■ **Exercise goal**
The entire listing below should be output exactly as it stands.
[Recorded information — start]
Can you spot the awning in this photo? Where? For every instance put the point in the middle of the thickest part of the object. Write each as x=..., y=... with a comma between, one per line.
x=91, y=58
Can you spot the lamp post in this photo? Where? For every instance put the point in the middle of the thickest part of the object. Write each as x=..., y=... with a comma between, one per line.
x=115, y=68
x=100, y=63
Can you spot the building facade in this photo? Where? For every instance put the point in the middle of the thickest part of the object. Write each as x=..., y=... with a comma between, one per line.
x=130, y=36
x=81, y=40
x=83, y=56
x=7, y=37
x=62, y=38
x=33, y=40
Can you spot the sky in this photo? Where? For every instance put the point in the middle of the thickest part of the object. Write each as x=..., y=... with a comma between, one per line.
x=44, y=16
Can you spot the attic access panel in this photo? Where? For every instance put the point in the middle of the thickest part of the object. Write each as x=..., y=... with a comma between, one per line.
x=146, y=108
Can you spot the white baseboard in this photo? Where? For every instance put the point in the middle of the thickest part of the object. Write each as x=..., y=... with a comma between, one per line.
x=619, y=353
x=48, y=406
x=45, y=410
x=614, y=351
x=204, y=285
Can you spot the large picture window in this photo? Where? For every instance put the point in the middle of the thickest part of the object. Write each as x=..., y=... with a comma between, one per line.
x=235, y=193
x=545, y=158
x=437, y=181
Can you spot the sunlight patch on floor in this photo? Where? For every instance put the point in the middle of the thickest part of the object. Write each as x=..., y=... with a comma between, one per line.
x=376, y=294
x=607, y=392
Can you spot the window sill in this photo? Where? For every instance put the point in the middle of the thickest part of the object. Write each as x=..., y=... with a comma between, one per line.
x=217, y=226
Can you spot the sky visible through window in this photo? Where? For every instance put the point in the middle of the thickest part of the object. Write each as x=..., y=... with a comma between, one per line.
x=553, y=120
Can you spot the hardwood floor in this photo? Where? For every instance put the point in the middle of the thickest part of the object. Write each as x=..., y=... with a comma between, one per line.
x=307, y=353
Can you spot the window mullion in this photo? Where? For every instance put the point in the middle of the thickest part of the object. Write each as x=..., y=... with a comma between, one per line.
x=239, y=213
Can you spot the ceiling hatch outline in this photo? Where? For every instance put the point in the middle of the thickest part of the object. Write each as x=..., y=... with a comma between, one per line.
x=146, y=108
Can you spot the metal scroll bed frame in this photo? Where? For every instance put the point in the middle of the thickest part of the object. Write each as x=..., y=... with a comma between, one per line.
[Recorded information — finish]
■ **Result of the exercise**
Can you spot the awning in this photo? Where? For every instance put the point in the middle of the thickest part of the object. Write each as x=..., y=... with a comma between, one per line.
x=91, y=58
Can you spot the lamp post in this photo? Where? For every instance put the point in the middle of the thickest part of the object. Write each as x=..., y=... with a comma between, one per line.
x=115, y=68
x=100, y=63
Can you spot the building facade in this photo? Where? For every instance put the point in the middle of the thickest part of the object. Write each as x=..., y=... with a comma between, one per line.
x=130, y=36
x=81, y=40
x=83, y=56
x=7, y=37
x=62, y=38
x=33, y=40
Can you spot the sky in this photo? Where? For every instance put the point in the middle of the thickest part of the object. Write each as x=..., y=... with a comma between, one per line.
x=44, y=16
Can you spot the attic access panel in this photo? Where? For every instance put the point in the middle of the thickest part of the object. Write each as x=..., y=... with a comma between, one per line.
x=146, y=108
Can you spot the white baseboard in this photo? Where? For every instance put the point in the middle of the thickest part of the object. Write each as x=..., y=... with a comma between, one per line.
x=619, y=353
x=48, y=406
x=45, y=410
x=614, y=351
x=204, y=285
Can you spot the large picture window in this photo? Where? For every instance put the point in the middle of the thickest part of the object. Write each as x=..., y=... with a comma between, one per line.
x=235, y=193
x=545, y=158
x=437, y=181
Can you spot the sunlight patch on floor in this photo? Where? For every instance put the point in the middle of the thickest part of the object. Write each as x=..., y=... with a comma between, one per line.
x=376, y=294
x=607, y=392
Can you spot the window sill in this photo? Where? For every instance put the point in the middle of the thickest part of the object. Write each as x=..., y=... with a comma between, one per line.
x=217, y=226
Can you spot the sky visible through window in this photo? Where? For every instance put the point in the middle of the thickest part of the object. Write each as x=..., y=... with a comma between, one per line.
x=553, y=120
Can you spot the hardwood floor in this photo? Where? For every instance put the point in the middle of the thickest part of the object. Write each as x=..., y=... with a comma between, one per line.
x=307, y=353
Can you spot the window mullion in this photo? Where? For every instance put the point in the middle of the thickest part of the object. Write each as x=..., y=... with a comma between, one per line.
x=239, y=213
Can you spot the ceiling hatch outline in this photo? Where? For every instance put the point in the middle of the thickest part of the object. Write each as x=..., y=... with a comma between, one per line.
x=146, y=108
Can you spot the metal scroll bed frame in this photo? Where? For every instance put the point in the middle of the thickest part of the object. Write each as x=..., y=... with a comma between, one per line.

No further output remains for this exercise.